§ **Explore the material**
1: Retype, character for character, the passage of the review of Mdou Moctar's Brighton concert that opens with the words containing "Mdou Moctar create" and closes with "tight onstage synchronisation.".
2: Extend the review of Mdou Moctar's Brighton concert, picking up directly after its final sentence.

§ **Text for analysis**
LIVE: Mdou Moctar @ Komedia, Brighton

Tuareg guitar hero Moctar showcased why he is at the heart of desert blues' western popularisation.
Posted: 8 April 2022 Words: Caspar Latham Photos: Andrew Hasson

While the world struggled through a series of lockdowns in 2020, bassist Mike Coltun traveled to Niger to join his bandmates Mdou Moctar, Ahmoudou Madassane and Souleymane Ibrahim to prepare for the release of their debut album with Matador Records, Afrique Victim. Disappointed by the cancellation of concerts across Niger, and confined to the area around the capital, the group packed their gear into a car and drove to an area on the bank of the Niger river, which flows through Guinea, Mali, Niger and Nigeria. The result was a generator-powered performance filmed at dawn. Other performances from this period include low key concerts in a friend’s yard on the outskirts of Niamey, which attracted a large crowd from the town over the course of three nights. Since these performances and the release of Afrique Victime, the band have had a growing influence in the west with their current tour of Europe including a high energy performance at Brighton’s Komedia.

Mdou Moctar create a unique blend of Tuareg influences with modern rock music. Singing in the Tamashek language, Mahamadou Souleymane plays guitar in the takamba and assouf (or ‘desert blues’) styles. Growing up in the mining town of Arlit, located between the Sahara Desert and the Ait Mountains, he was also subjected to Western influences such as the music of rock guitarist Van Halen, using bicycle cables to build his first electric guitar. In their performance at Brighton’s Komedia, this eclectic combination of influences was palpable. Heavily distorted guitar solos on a white Stratocaster contrasted with immensely disciplined rhythms and intricate Tuareg vocal melodies. Apparently uncontrolled lead guitar parts switched into bridge sections and accelerating rhythms, showing a dedication to their craft that has paid off in tight onstage synchronisation.

§ **Data**
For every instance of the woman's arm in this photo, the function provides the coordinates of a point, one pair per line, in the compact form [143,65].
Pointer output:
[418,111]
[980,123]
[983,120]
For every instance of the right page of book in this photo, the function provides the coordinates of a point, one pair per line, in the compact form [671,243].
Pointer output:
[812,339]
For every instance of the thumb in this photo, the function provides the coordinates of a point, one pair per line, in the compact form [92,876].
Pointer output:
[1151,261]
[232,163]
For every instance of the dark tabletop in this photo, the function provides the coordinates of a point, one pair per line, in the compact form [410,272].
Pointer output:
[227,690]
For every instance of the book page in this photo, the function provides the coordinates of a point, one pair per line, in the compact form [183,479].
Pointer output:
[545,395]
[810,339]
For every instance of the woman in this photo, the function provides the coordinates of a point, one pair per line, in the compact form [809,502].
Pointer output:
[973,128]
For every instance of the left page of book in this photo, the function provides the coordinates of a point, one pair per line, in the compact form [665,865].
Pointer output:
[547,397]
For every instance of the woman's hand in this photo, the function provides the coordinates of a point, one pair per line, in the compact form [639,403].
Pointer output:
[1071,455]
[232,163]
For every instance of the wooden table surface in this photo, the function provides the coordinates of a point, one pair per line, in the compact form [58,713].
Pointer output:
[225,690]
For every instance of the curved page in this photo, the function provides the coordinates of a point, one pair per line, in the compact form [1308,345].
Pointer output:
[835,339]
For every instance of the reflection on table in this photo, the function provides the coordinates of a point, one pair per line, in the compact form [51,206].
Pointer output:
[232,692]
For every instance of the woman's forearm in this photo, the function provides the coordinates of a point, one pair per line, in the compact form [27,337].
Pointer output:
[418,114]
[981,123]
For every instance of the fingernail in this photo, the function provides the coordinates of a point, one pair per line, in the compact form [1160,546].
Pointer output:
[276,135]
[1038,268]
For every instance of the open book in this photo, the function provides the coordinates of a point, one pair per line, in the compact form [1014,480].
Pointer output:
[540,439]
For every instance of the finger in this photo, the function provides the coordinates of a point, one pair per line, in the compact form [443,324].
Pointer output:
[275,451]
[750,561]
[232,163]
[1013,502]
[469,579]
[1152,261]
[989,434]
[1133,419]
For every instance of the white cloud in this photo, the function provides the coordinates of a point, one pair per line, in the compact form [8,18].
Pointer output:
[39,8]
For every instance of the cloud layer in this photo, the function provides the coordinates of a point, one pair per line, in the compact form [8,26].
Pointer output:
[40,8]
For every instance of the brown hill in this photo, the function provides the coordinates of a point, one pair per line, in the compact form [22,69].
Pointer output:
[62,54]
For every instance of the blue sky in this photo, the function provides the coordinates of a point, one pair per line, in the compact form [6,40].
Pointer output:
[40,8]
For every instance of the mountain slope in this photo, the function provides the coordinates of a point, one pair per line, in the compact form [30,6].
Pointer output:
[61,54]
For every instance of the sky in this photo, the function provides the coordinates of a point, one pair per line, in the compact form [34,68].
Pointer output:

§ **Outputs in order**
1:
Mdou Moctar create a unique blend of Tuareg influences with modern rock music. Singing in the Tamashek language, Mahamadou Souleymane plays guitar in the takamba and assouf (or ‘desert blues’) styles. Growing up in the mining town of Arlit, located between the Sahara Desert and the Ait Mountains, he was also subjected to Western influences such as the music of rock guitarist Van Halen, using bicycle cables to build his first electric guitar. In their performance at Brighton’s Komedia, this eclectic combination of influences was palpable. Heavily distorted guitar solos on a white Stratocaster contrasted with immensely disciplined rhythms and intricate Tuareg vocal melodies. Apparently uncontrolled lead guitar parts switched into bridge sections and accelerating rhythms, showing a dedication to their craft that has paid off in tight onstage synchronisation.

2:
The performance included a number of tracks from their album Afrique Victimeincluding “Tala Tannam”, “Bismillahi Atagh” and “Chismiten”. Unlike the studio versions of the songs, acoustic guitar parts were replaced with blaring distortion and rapid, driving drum rhythms. Mike Coltun’s bass lines stood out in this context, with extended repetitions of one line in the final performance of the set reaching the level of trance-inducing. Although these highly charged renditions of the songs worked well for an electrified crowd in Brighton, a lot of subtlety was buried in distortion in a live context. The set would have benefitted from a variation in tone for one or two tracks, or an EQ raising the vocals over the lead guitar which occasionally drowned out other parts. Nevertheless, the set was otherwise flawlessly executed.

Since their initial success through viral cell-phone music trading networks across the Sahel, Mdou Moctar have gone from strength to strength. Following on from the popularisation of desert blues by artists such as Ali Farka Toure and Tinariwen, Mdou Moctar sits alongside musicians such as Bombino and Vieux Farka Toure in a new generation of artists bringing this music to a global audience. It will be interesting to see what this new fusion of tuareg and western influences will add to the thriving North and Central African music scene in future. 

Afrique Victime is out now via Matador Records.